• **Dataset excerpt**:
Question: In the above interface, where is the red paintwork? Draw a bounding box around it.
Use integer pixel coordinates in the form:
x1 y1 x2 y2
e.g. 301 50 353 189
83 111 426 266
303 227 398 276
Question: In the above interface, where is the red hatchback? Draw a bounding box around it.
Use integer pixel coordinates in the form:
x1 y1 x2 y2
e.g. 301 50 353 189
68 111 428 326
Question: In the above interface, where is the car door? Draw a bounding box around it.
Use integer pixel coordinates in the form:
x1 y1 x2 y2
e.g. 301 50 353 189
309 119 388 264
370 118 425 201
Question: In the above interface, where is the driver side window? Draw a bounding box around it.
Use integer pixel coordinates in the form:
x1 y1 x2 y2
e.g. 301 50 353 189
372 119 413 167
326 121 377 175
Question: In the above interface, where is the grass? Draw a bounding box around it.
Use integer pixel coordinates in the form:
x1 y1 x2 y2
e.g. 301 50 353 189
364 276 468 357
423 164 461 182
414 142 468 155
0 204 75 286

• **Set exercise**:
Reproduce every one of the lines above verbatim, without altering any character.

• **Answer to the task**:
Question: In the above interface, where is the red paintwork? Draw a bounding box around it.
Use integer pixel coordinates in the form:
x1 y1 x2 y2
e.g. 301 50 353 189
83 111 426 266
303 227 398 276
Question: In the above interface, where is the red hatchback? Draw a bounding box around it.
Use integer pixel coordinates in the form:
x1 y1 x2 y2
e.g. 301 50 353 189
68 111 428 326
Question: In the above interface, where is the car door? Draw a bounding box around it.
Use integer pixel coordinates in the form:
x1 y1 x2 y2
e.g. 301 50 353 189
309 119 388 264
370 118 425 201
Question: In the above interface, where is the driver side window? Draw a bounding box around it.
Use integer pixel coordinates in the form:
x1 y1 x2 y2
e.g. 301 50 353 189
372 119 413 167
326 121 377 175
Question: In the above interface, where is the grass? Draw a bounding box around it.
Use integer pixel coordinates in the form:
x1 y1 x2 y2
e.g. 301 50 353 189
364 276 468 357
423 164 461 182
414 142 468 155
0 204 75 286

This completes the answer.